- THE PROBLEM
Each entry below needs to be transcribed verbatim; the images should not appear.

──────

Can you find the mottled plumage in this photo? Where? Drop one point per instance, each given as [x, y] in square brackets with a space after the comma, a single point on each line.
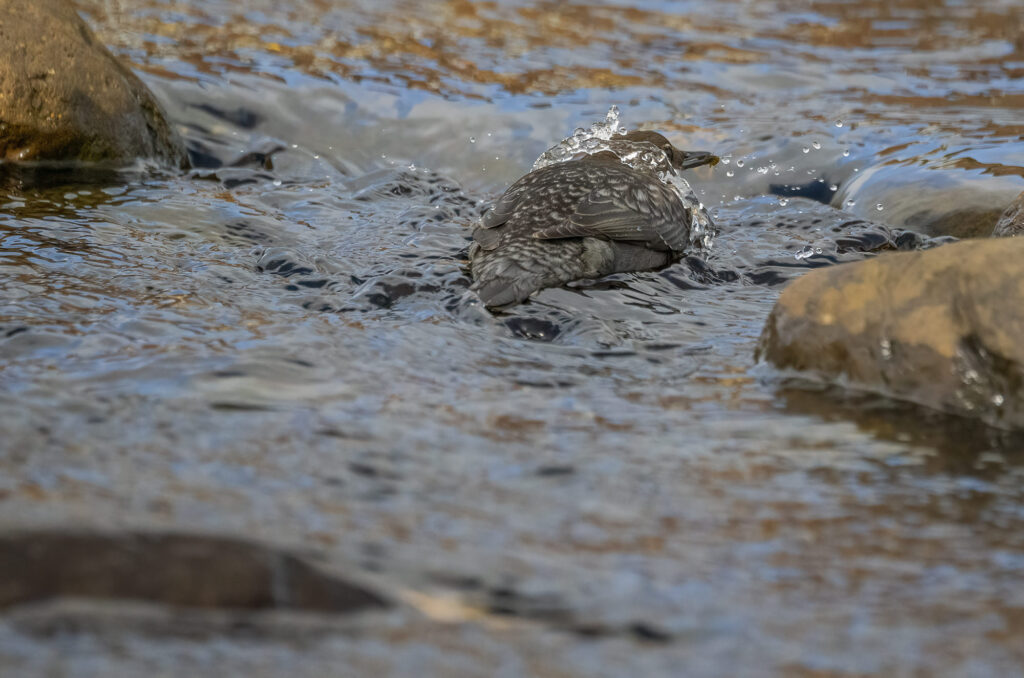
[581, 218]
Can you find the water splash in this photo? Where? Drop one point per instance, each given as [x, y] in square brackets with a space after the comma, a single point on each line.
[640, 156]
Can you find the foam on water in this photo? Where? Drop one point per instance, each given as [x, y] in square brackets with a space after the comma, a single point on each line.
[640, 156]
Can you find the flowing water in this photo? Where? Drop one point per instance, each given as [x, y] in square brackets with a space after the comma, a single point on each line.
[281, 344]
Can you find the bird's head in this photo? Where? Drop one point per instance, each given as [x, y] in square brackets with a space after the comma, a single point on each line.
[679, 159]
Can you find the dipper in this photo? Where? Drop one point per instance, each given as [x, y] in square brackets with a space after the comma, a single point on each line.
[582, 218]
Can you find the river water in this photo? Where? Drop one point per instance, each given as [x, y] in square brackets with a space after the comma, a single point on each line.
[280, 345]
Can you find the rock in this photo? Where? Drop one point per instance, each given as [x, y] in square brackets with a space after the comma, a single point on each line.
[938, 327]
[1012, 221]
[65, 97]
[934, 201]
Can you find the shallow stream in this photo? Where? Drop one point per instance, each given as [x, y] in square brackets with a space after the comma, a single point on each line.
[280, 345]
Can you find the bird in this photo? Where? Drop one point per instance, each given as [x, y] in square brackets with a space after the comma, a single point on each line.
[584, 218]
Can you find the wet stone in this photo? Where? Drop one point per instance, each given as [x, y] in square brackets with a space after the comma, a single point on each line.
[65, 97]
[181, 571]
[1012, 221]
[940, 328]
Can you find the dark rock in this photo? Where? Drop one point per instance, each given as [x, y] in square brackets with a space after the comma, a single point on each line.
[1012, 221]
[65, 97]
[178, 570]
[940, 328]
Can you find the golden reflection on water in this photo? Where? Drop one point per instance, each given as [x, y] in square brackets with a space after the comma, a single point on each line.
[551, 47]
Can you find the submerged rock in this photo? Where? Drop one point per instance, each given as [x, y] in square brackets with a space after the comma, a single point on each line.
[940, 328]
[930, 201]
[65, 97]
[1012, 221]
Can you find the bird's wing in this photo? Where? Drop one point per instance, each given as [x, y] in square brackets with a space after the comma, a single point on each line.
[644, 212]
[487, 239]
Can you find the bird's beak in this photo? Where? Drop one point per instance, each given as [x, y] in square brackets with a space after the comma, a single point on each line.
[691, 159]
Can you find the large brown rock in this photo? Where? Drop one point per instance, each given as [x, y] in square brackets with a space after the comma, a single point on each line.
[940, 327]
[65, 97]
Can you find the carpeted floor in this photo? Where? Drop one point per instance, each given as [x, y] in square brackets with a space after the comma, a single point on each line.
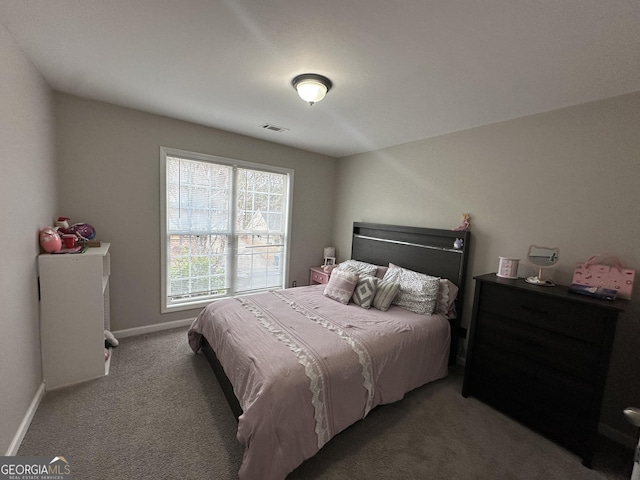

──────

- TASK RESPONSE
Can you find the mottled plumage in this photo? Where? Drop one point per instance, each given as [x, y] in square brackets with a space after the comma, a single point on each line.
[581, 218]
Can you find the water splash in this photo? Where? Drop one point per instance, each given as [x, y] in square brackets with a space after the comma, a single point on each line.
[640, 156]
Can you find the foam on water in this photo? Where? Drop one point per instance, each given as [x, y] in square brackets with a space after the comma, a single point on each line.
[640, 156]
Can you find the flowing water in this photo? Where? Drop one point per instance, each given as [x, y] in square brackets with a space after the comma, a single point on each line.
[281, 344]
Can you find the bird's head in this photo? Where? Drop one point per instance, each given as [x, y] in square brackets with a space after the comma, a single point on each line.
[679, 159]
Can you find the dipper in this photo? Where? Drop one point per instance, each given as [x, y] in square brackets with a space after the comma, a single point on each line.
[582, 218]
Can you find the river water in this photo? Where? Drop one point per instance, each given as [x, y] in square brackets with a space after the comma, a single point on each line.
[280, 345]
Can you find the rock in this photo? Where? Drop one point per instance, each given as [x, y] in square brackets with a space after the comma, a single point on each line.
[938, 327]
[1012, 221]
[65, 97]
[934, 201]
Can you find the shallow stream in this photo? Where? Drop one point per instance, each given as [x, y] in square brackets with a space after the comma, a single point on each line.
[280, 345]
Can you find the bird in this photo? Where? Drop one point per instance, each given as [x, y] in square brackets with a space after the comma, a single point on each line.
[584, 218]
Can you find the wet stone in this photo? Where? Drop one point per instance, each given as [x, y] in square brackets with a space after the comma, a single point on each line.
[65, 97]
[181, 571]
[1012, 221]
[940, 328]
Can you find the dark rock in this photo? Where? Drop one point per instance, each given as [x, y] in square brackets with a space after the comma, a single point on each line.
[1012, 221]
[65, 97]
[178, 570]
[940, 328]
Can you find the golden reflection on water in this photo? Where? Drop one point per instance, each given as [x, y] in square brackets with a space after the comma, a single point on each line.
[551, 47]
Can you find the submerged rock in this photo? Where? Drop one point per instance, each given as [x, y] in square brackets with a space after the comma, a single point on each line.
[940, 328]
[930, 201]
[65, 97]
[1012, 221]
Can you find the bird's wing in this photo? Where? Drop one point per instance, each given as [x, y] in square brackets with a space after the comma, a single point on each line.
[644, 212]
[487, 239]
Can you find the bird's beak in this photo? Where? Drop one point per instance, each given as [x, y] in square brackets with a space after the comma, a single point on each line.
[691, 159]
Can you find the large brown rock in this photo? Where? Drop one point per instance, each given as [x, y] in square brackets with a space after the comma, a single point on each line.
[940, 327]
[65, 97]
Can you find the carpeted floor in this photo? Where? Drop one point per instance, each given as [x, y] in square brackets with a space after the comma, a single point on each line.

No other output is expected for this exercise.